— What is asked —
Arrange the records from the line containing "Target: ground" through the end of the records, inclusive, as a Markdown table with the columns Index and Entry, numbering each line in order. Skip blank lines and leave the pictures out.

▼

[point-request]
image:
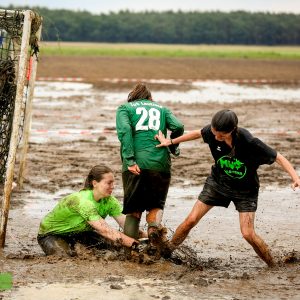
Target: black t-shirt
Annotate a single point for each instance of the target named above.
(235, 169)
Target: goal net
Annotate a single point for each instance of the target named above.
(19, 36)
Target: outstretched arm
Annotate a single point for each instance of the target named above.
(164, 142)
(286, 165)
(121, 221)
(112, 234)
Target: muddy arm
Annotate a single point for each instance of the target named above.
(110, 233)
(286, 165)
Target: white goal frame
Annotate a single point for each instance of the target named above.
(21, 70)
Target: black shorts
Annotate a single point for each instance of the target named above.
(145, 191)
(211, 195)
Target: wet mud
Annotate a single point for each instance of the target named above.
(73, 128)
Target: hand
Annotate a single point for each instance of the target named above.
(135, 169)
(163, 141)
(296, 184)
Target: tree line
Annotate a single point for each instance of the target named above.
(169, 27)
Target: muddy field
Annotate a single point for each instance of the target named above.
(73, 128)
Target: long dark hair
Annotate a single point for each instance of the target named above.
(225, 121)
(96, 173)
(140, 91)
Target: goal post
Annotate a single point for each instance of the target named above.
(16, 40)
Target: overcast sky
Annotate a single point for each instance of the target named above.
(105, 6)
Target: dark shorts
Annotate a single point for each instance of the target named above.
(211, 195)
(145, 191)
(65, 244)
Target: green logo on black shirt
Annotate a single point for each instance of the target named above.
(232, 167)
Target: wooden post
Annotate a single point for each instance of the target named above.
(27, 120)
(15, 126)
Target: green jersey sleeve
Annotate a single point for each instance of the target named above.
(87, 210)
(124, 132)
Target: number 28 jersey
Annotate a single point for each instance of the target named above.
(137, 124)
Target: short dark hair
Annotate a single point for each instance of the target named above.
(224, 121)
(96, 173)
(140, 91)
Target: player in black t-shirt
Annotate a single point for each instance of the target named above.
(237, 155)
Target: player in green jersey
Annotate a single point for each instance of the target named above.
(79, 217)
(145, 169)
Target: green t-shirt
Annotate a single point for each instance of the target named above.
(137, 124)
(72, 213)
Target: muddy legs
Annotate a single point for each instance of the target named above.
(259, 246)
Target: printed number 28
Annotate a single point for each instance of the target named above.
(153, 116)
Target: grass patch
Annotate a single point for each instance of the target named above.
(159, 50)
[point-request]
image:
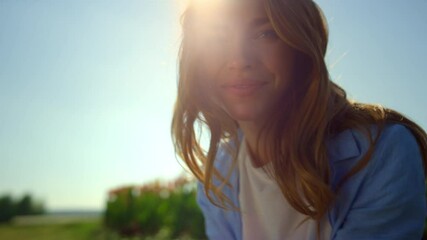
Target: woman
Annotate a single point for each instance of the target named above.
(289, 156)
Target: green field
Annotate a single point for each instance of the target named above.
(71, 231)
(63, 228)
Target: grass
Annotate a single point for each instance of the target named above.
(48, 228)
(67, 231)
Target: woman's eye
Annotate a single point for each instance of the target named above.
(267, 34)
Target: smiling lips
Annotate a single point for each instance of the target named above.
(243, 89)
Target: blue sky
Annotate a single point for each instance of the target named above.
(87, 87)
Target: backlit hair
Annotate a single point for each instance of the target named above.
(296, 145)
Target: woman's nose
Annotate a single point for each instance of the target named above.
(240, 55)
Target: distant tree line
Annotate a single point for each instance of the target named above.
(11, 207)
(146, 210)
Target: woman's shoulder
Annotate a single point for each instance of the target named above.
(353, 143)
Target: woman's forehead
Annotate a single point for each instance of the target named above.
(228, 11)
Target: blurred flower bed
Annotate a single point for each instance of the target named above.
(168, 209)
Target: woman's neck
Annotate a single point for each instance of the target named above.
(255, 143)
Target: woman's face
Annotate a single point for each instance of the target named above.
(244, 64)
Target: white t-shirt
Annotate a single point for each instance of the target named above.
(266, 214)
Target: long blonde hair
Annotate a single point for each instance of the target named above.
(319, 110)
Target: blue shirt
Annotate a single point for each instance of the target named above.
(385, 200)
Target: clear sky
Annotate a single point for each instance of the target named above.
(87, 87)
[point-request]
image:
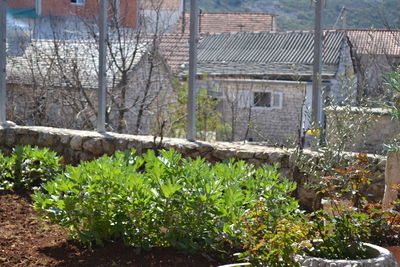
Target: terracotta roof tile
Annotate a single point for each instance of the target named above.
(231, 22)
(163, 5)
(378, 42)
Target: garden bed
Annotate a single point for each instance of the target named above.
(26, 240)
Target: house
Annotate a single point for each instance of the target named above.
(264, 79)
(175, 46)
(229, 22)
(67, 18)
(54, 84)
(376, 53)
(160, 15)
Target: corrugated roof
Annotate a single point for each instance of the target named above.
(267, 53)
(375, 42)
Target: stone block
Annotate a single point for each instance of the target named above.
(76, 143)
(47, 140)
(93, 146)
(108, 146)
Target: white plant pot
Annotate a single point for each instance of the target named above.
(380, 257)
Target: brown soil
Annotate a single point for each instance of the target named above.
(27, 240)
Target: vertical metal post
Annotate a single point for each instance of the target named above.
(317, 73)
(38, 7)
(3, 58)
(194, 33)
(102, 90)
(183, 16)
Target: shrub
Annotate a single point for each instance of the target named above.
(160, 200)
(274, 237)
(28, 167)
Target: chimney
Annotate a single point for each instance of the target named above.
(38, 7)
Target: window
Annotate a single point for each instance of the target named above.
(267, 99)
(78, 2)
(261, 99)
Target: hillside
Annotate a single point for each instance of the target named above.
(298, 14)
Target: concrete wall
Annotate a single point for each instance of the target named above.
(76, 145)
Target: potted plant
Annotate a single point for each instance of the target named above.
(341, 230)
(392, 172)
(338, 239)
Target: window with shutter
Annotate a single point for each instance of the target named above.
(267, 100)
(78, 2)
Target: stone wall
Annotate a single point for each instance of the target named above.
(75, 145)
(380, 130)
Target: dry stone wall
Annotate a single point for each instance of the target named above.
(76, 145)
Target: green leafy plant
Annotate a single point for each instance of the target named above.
(339, 235)
(348, 218)
(273, 236)
(160, 200)
(28, 167)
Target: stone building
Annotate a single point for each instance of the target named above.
(264, 79)
(376, 53)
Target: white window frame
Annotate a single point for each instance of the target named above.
(274, 94)
(78, 3)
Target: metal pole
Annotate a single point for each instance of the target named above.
(318, 40)
(3, 58)
(194, 33)
(102, 90)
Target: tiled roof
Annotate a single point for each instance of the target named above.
(162, 5)
(377, 42)
(231, 22)
(67, 63)
(267, 53)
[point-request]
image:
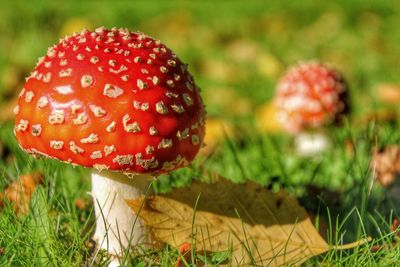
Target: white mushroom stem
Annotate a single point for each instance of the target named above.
(311, 144)
(117, 227)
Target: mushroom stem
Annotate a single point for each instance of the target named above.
(312, 144)
(117, 227)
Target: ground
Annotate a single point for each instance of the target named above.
(236, 50)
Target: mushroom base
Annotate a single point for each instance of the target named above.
(117, 227)
(311, 144)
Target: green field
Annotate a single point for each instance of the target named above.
(236, 50)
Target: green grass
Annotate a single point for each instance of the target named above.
(361, 38)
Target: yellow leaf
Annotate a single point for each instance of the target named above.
(258, 226)
(267, 120)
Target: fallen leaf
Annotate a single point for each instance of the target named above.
(388, 93)
(385, 164)
(267, 118)
(258, 226)
(19, 192)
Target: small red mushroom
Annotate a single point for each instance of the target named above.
(309, 96)
(116, 101)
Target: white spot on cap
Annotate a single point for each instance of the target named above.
(123, 159)
(28, 96)
(86, 81)
(64, 89)
(96, 155)
(74, 148)
(112, 91)
(75, 108)
(97, 111)
(47, 77)
(42, 102)
(141, 84)
(153, 130)
(56, 116)
(58, 145)
(165, 143)
(80, 119)
(22, 126)
(16, 109)
(36, 129)
(111, 127)
(130, 127)
(161, 108)
(65, 73)
(109, 149)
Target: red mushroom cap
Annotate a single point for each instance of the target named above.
(111, 99)
(310, 95)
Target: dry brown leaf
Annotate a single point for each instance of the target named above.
(19, 192)
(386, 164)
(388, 93)
(266, 118)
(273, 228)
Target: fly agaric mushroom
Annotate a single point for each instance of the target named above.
(120, 102)
(310, 95)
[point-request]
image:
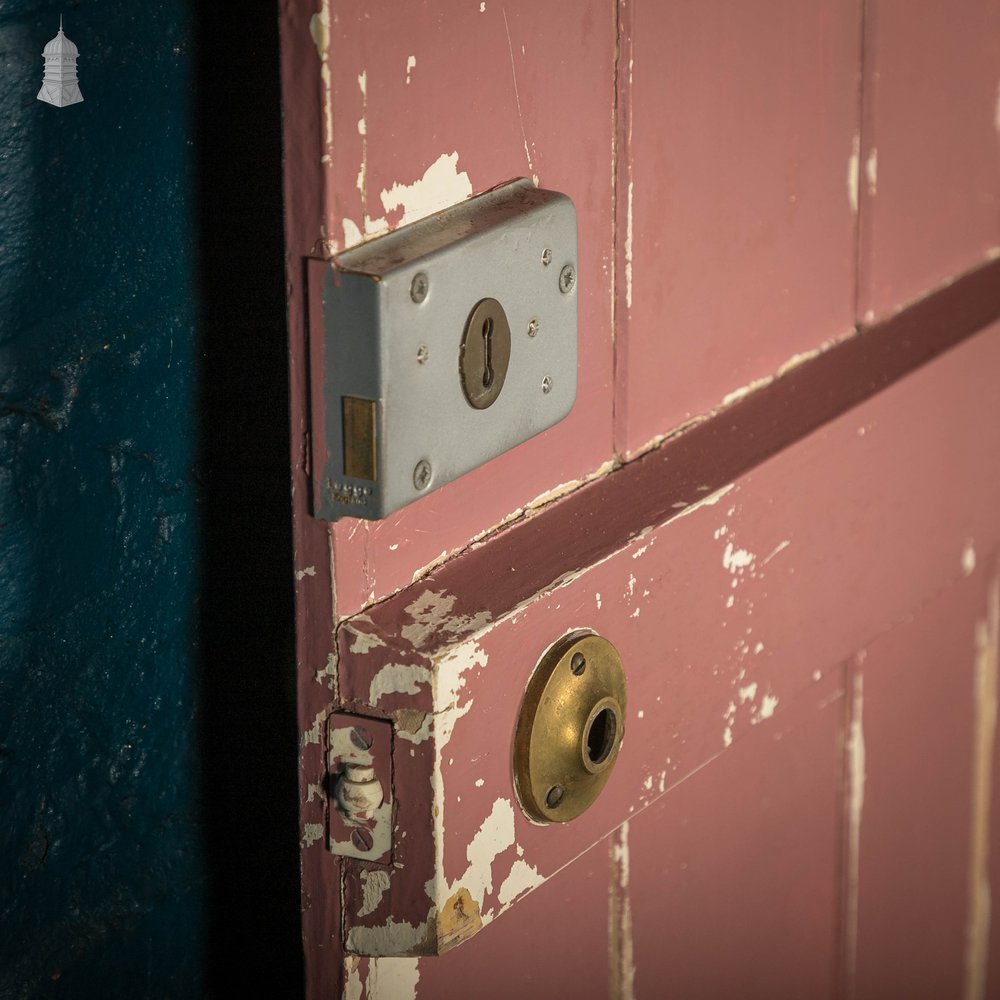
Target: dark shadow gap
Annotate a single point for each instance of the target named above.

▲

— Final answer —
| Index | Entry |
|---|---|
| 1 | Target: ground |
| 2 | Annotate a single point for each instance of the target named above. |
| 3 | (236, 50) |
| 4 | Target: mushroom base |
| 5 | Annotate a single point for each instance of the target named above. |
| 6 | (117, 227) |
| 7 | (311, 144) |
| 8 | Target: green field |
| 9 | Annotate a single point for each instance of the target named above. |
| 10 | (236, 50) |
| 11 | Target: green grass |
| 12 | Annotate a single point for each instance of the target named above. |
| 13 | (361, 38) |
| 14 | Target: yellow leaf |
| 15 | Annotate a single point for each instance of the target named above. |
| 16 | (258, 226) |
| 17 | (267, 120) |
| 18 | Target: fallen leaf |
| 19 | Annotate a single point for each instance of the target named above. |
| 20 | (388, 93) |
| 21 | (385, 164) |
| 22 | (267, 118) |
| 23 | (258, 226) |
| 24 | (19, 192) |
| 25 | Target: small red mushroom |
| 26 | Annotate a single point for each instance of the target named above. |
| 27 | (309, 96) |
| 28 | (116, 101) |
| 29 | Target: white spot on cap |
| 30 | Annotate a single point for each instance of the target named above. |
| 31 | (123, 159) |
| 32 | (28, 96) |
| 33 | (86, 81) |
| 34 | (64, 89) |
| 35 | (96, 155) |
| 36 | (74, 148) |
| 37 | (112, 91) |
| 38 | (75, 108) |
| 39 | (97, 111) |
| 40 | (47, 77) |
| 41 | (42, 102) |
| 42 | (141, 84) |
| 43 | (153, 130) |
| 44 | (56, 116) |
| 45 | (58, 145) |
| 46 | (165, 143) |
| 47 | (80, 119) |
| 48 | (22, 126) |
| 49 | (16, 109) |
| 50 | (36, 129) |
| 51 | (111, 127) |
| 52 | (130, 127) |
| 53 | (161, 108) |
| 54 | (65, 73) |
| 55 | (109, 149) |
| 56 | Target: red mushroom cap |
| 57 | Annotate a single point for each instance of the target named above. |
| 58 | (111, 99) |
| 59 | (310, 95) |
| 60 | Target: dry brown leaf |
| 61 | Annotate a single point for each instance of the target named above. |
| 62 | (19, 192) |
| 63 | (386, 164) |
| 64 | (388, 93) |
| 65 | (266, 118) |
| 66 | (273, 228) |
| 67 | Target: fly agaric mushroom |
| 68 | Annotate a single point for each instance of the target named above. |
| 69 | (120, 102) |
| 70 | (310, 95) |
| 71 | [point-request] |
| 72 | image: |
| 73 | Target: dark shadow gap |
| 74 | Annotate a single point for each instance of the target named above. |